-- START OF Article --

Seed Saving With Students: Seeds Do the Teaching

This summer brought a profusion of color at the Lake Country Land School in Glenwood City, Wisconsin. Over 200 zinnia seeds of six different varieties were planted by students, grades first through 8th, as part of the Zinnia Collective community plant breeding project. Students harvested many of the flowers for the school’s weekly farmers market in Minneapolis, and saved a diverse variety of flowers for seed.



While growing and picking zinnia flowers was relatively familiar to most students, collecting and processing seed was definitely novel. What follows is the method we taught to junior high students, who then went on to teach these skills to younger kids:



Step 1: Wait until the zinnia flower heads are completely dry on the stalk



Step 2: Cut the flower head just below the bloom and gather in a wide bucket



Step 3: First, gently pull the petals from the flowerhead to collect the seeds at the base of each petal, discarding the dried petals and saving the seeds in the bucket. Second, remove the remaining seeds and ‘duff’ from the flowerheads into the bucket. Duff is everything else on the flowerhead except the seeds.

-- END OF Article --
-- START OF Records shown --

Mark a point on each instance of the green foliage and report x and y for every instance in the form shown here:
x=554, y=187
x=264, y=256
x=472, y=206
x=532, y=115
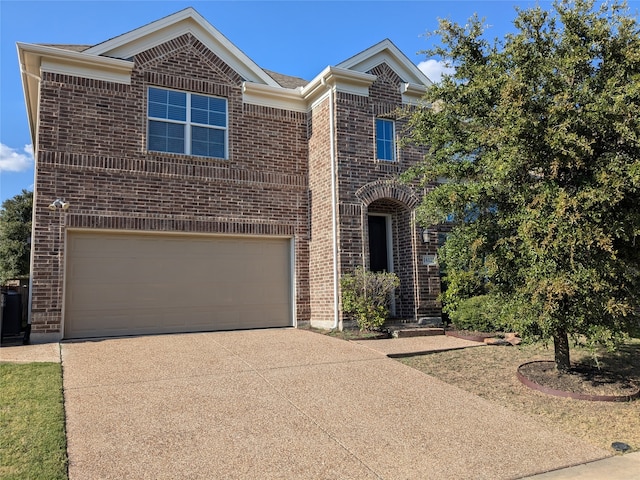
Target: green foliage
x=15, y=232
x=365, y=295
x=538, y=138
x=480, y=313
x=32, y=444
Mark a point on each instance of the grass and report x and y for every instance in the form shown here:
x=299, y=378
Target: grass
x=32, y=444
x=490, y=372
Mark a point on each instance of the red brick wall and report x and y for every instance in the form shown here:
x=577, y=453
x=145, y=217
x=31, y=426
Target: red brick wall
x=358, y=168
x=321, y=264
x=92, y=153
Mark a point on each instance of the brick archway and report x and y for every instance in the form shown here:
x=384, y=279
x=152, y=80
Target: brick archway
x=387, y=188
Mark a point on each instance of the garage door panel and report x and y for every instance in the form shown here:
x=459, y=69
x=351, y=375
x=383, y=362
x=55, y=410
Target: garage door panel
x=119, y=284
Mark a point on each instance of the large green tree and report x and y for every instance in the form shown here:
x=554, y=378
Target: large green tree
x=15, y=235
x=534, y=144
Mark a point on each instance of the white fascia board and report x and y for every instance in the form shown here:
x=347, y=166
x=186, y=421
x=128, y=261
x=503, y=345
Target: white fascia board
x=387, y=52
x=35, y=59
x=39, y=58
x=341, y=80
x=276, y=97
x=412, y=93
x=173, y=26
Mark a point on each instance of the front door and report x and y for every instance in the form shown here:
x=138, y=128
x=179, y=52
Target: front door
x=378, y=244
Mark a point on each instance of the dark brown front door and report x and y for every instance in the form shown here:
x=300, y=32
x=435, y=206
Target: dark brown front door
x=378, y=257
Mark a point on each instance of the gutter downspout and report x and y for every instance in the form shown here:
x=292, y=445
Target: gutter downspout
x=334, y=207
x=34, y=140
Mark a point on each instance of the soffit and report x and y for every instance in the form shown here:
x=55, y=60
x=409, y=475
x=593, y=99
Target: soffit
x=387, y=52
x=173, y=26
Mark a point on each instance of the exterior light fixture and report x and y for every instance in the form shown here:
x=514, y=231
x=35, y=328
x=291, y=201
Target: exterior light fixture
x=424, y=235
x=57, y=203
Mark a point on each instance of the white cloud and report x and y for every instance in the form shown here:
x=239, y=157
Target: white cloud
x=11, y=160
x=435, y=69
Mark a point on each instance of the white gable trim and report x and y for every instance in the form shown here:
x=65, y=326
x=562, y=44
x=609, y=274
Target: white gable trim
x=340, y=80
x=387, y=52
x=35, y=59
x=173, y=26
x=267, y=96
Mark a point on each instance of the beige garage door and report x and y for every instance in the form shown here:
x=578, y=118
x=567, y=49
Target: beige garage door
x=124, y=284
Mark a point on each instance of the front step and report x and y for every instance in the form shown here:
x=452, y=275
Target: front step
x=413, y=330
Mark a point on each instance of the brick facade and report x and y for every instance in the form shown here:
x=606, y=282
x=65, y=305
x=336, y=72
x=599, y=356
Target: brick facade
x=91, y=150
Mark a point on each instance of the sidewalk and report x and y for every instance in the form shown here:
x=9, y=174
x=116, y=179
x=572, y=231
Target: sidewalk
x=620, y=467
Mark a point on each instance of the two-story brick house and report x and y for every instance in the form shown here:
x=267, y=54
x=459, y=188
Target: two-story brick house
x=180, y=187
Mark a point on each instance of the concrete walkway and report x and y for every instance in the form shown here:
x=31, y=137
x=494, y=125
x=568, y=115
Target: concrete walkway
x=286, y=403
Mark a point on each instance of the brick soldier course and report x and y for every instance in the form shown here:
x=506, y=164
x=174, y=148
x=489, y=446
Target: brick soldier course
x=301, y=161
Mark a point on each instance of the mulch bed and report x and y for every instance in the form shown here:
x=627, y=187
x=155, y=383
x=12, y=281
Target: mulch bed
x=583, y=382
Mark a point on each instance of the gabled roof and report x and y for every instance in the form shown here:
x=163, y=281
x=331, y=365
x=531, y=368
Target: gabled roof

-- END OF Records shown --
-- START OF Records shown --

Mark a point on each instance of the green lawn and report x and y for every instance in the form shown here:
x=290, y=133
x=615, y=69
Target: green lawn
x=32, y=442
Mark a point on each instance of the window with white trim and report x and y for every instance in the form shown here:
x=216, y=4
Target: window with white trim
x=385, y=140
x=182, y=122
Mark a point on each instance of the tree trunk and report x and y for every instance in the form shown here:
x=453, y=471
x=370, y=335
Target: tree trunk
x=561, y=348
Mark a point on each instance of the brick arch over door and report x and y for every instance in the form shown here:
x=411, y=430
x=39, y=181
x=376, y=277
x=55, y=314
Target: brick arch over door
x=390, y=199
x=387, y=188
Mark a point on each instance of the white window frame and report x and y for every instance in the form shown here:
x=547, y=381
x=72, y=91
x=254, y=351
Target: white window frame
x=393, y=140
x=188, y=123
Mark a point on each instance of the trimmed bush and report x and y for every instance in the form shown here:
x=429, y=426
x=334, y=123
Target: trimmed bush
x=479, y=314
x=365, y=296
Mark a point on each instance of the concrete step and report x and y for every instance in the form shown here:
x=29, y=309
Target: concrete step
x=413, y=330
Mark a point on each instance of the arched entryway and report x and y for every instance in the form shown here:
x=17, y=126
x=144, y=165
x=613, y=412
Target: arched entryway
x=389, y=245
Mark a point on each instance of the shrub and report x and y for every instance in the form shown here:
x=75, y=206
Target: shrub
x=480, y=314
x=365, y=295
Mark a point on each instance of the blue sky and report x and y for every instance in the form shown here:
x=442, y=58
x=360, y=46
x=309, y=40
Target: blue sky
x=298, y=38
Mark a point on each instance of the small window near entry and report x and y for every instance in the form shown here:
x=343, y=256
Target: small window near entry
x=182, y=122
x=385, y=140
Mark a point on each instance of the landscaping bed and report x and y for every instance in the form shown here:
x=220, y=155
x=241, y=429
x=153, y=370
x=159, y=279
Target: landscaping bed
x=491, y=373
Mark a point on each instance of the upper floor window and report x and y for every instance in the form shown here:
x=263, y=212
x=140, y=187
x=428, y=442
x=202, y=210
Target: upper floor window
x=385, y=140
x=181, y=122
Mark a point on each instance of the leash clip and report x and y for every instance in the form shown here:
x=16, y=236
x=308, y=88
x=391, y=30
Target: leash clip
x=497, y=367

-- END OF Records shown --
-- START OF Records shown --

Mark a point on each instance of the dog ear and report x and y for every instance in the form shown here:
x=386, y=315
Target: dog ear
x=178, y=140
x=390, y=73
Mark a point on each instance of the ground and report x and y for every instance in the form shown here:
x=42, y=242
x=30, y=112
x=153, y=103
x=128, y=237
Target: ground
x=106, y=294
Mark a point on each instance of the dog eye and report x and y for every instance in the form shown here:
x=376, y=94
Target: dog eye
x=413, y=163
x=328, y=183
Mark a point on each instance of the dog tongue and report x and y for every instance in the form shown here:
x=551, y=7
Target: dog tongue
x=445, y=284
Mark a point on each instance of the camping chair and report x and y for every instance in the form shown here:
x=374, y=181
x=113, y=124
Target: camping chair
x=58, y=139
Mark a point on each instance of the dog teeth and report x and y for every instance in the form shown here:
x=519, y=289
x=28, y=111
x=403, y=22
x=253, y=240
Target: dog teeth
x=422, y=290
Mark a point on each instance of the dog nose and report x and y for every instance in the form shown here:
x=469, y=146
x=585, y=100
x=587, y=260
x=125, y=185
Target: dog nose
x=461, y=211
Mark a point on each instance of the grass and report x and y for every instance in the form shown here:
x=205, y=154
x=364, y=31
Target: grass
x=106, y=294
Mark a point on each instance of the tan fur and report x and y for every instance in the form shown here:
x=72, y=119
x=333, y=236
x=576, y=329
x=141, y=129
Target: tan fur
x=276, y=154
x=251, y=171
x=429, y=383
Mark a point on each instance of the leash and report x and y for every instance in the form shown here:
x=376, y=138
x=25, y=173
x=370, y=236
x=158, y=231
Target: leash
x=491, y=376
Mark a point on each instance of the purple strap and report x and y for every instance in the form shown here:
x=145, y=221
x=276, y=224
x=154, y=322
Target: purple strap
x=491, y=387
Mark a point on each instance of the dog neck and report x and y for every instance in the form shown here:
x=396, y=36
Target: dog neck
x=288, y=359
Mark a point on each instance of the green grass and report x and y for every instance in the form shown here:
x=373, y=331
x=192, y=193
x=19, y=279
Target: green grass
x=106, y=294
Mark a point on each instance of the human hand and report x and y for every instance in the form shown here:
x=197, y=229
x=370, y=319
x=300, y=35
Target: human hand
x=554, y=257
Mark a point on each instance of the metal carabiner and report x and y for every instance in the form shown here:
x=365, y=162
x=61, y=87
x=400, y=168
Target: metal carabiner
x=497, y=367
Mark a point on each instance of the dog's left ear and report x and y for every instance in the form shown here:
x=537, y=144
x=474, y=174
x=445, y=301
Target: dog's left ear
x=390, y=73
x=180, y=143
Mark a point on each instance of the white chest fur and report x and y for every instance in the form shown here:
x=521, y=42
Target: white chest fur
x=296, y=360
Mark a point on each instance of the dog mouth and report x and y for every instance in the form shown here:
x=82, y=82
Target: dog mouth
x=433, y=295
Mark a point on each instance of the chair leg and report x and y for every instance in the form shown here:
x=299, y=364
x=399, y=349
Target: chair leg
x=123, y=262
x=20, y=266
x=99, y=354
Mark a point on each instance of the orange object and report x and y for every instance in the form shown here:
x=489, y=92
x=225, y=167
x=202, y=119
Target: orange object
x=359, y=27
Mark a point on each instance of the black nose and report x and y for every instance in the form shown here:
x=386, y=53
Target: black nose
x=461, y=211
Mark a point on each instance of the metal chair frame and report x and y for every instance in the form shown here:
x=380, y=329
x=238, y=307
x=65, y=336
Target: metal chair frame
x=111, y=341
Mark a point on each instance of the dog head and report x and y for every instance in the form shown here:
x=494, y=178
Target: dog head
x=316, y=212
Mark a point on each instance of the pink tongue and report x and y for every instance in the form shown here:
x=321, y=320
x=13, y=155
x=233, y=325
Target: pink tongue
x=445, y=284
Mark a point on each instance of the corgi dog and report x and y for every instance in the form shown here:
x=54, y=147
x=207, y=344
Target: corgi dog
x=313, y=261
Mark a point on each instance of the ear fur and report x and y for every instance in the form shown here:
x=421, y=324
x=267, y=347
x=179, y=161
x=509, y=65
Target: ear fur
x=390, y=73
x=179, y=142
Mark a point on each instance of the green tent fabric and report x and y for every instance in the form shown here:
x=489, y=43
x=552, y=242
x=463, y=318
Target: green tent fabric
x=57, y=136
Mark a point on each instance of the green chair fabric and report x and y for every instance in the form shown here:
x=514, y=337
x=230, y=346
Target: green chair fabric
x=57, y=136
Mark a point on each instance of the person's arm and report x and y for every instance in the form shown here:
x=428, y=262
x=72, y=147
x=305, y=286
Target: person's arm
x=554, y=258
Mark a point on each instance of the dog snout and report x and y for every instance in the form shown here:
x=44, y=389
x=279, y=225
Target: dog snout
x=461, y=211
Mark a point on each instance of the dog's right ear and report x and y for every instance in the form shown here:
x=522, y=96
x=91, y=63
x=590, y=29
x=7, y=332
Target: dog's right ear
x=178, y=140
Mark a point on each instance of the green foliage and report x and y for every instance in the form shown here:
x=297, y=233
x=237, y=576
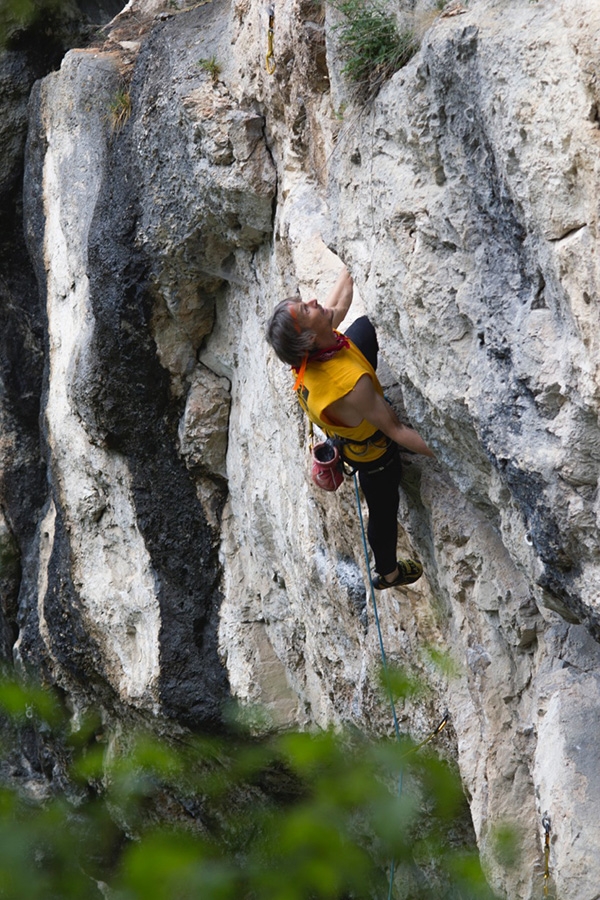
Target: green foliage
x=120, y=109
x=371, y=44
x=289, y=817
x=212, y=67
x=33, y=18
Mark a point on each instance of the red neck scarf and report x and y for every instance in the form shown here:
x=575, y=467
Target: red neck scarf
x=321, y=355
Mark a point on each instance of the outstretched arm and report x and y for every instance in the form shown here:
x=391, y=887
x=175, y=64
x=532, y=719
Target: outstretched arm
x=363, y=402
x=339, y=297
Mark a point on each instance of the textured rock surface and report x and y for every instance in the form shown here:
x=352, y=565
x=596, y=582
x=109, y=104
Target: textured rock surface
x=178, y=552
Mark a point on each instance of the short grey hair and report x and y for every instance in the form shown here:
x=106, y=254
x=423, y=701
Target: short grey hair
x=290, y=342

-- END OF Records shown --

Exercise requirements:
[1] In the seed-saving article, how many zinnia varieties did the students plant?
[2] Decide whether each statement below agrees with the seed-saving article, answering yes or no and quoting the words from the article that settle it. (a) Students harvested flowers for a weekly farmers market in Minneapolis. (b) The flower heads should be cut while they are still fresh. (c) Younger kids taught the seed-saving skills to the junior high students.
[3] Return the passage of the seed-saving article between "This summer brought" and "flowers for seed.", inclusive, copied word for word.

Exercise results:
[1] Six varieties.

[2]
(a) Yes: "Students harvested many of the flowers for the school’s weekly farmers market in Minneapolis"
(b) No: "Wait until the zinnia flower heads are completely dry on the stalk"
(c) No: "junior high students, who then went on to teach these skills to younger kids"

[3]
This summer brought a profusion of color at the Lake Country Land School in Glenwood City, Wisconsin. Over 200 zinnia seeds of six different varieties were planted by students, grades first through 8th, as part of the Zinnia Collective community plant breeding project. Students harvested many of the flowers for the school’s weekly farmers market in Minneapolis, and saved a diverse variety of flowers for seed.